Copy the material from the line containing "Q: For each instance of the dark" through the end, both included, swapping "painted" for "stained" and keeping everything else the same.
= = =
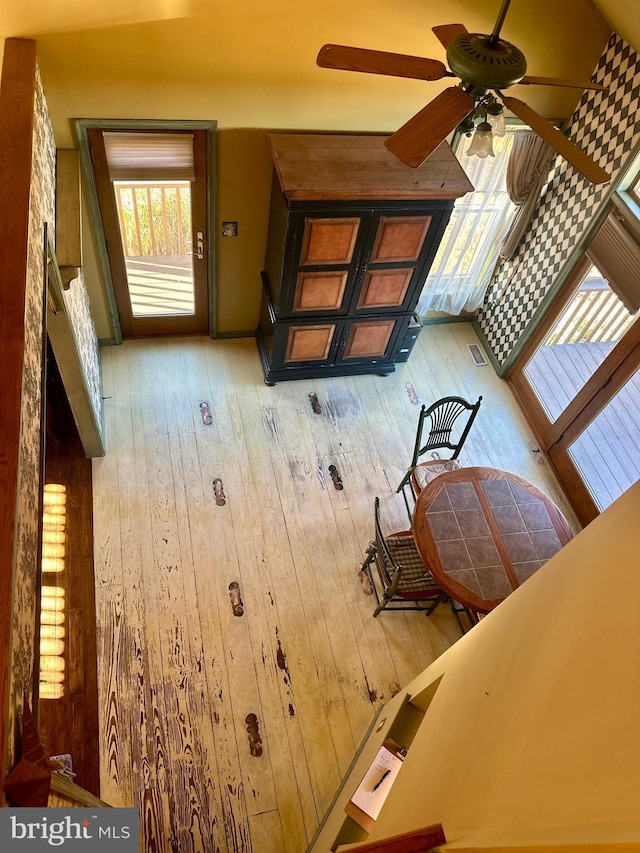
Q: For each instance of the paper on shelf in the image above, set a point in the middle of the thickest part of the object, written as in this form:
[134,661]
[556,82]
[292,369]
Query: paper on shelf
[365,797]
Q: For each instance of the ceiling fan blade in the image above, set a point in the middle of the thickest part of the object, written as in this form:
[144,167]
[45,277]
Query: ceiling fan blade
[581,161]
[422,134]
[446,33]
[380,62]
[555,81]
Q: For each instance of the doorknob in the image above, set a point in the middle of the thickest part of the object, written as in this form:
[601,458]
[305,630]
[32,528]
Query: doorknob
[199,253]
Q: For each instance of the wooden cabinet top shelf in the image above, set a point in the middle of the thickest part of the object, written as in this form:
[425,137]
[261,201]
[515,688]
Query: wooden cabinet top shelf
[349,167]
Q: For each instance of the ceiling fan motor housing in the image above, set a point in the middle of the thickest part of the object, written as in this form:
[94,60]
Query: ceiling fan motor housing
[486,62]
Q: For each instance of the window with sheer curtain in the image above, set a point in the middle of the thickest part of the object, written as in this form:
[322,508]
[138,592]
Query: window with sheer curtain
[462,268]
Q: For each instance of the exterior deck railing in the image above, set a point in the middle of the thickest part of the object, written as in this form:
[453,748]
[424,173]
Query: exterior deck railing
[577,323]
[155,219]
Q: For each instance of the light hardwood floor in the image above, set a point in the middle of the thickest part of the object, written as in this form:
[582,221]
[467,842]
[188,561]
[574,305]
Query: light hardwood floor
[178,672]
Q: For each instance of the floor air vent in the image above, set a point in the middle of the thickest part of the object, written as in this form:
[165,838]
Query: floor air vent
[477,356]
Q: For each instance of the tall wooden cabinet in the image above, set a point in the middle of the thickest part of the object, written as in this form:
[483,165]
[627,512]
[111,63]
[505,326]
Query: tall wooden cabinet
[352,235]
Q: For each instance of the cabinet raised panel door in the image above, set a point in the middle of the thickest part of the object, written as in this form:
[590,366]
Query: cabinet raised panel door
[352,234]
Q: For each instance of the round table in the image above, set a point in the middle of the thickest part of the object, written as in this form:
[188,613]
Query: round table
[482,532]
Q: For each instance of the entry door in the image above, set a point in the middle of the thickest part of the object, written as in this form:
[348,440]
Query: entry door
[153,200]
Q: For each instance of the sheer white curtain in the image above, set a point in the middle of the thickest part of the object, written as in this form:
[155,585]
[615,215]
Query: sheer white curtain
[462,268]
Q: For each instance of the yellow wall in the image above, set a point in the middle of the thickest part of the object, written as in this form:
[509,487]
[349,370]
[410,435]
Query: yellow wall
[535,722]
[250,65]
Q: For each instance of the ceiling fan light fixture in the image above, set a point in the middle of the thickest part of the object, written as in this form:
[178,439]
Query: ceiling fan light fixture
[482,142]
[495,117]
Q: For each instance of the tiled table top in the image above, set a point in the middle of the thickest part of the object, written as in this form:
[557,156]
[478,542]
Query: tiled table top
[483,532]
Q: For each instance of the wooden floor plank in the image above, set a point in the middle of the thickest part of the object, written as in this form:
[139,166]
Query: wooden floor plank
[179,672]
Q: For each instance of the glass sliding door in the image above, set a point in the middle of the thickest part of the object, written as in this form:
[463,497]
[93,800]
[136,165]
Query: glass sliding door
[607,453]
[583,336]
[578,382]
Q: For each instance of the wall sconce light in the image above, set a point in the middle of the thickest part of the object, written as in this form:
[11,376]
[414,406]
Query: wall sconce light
[52,600]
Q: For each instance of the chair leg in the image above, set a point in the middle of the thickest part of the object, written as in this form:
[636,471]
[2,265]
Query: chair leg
[369,556]
[436,603]
[404,482]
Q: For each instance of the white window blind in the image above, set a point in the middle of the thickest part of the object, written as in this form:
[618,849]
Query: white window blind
[149,156]
[616,253]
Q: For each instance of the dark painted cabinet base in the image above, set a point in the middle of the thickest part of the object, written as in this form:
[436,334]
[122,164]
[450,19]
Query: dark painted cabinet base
= = =
> THE RESULT:
Q: For each instance of the dark stained cabinet base in the image above, set a point in the middle of the thickest part of the object, written as in this form:
[436,334]
[122,164]
[450,19]
Query: dark stained cabinet base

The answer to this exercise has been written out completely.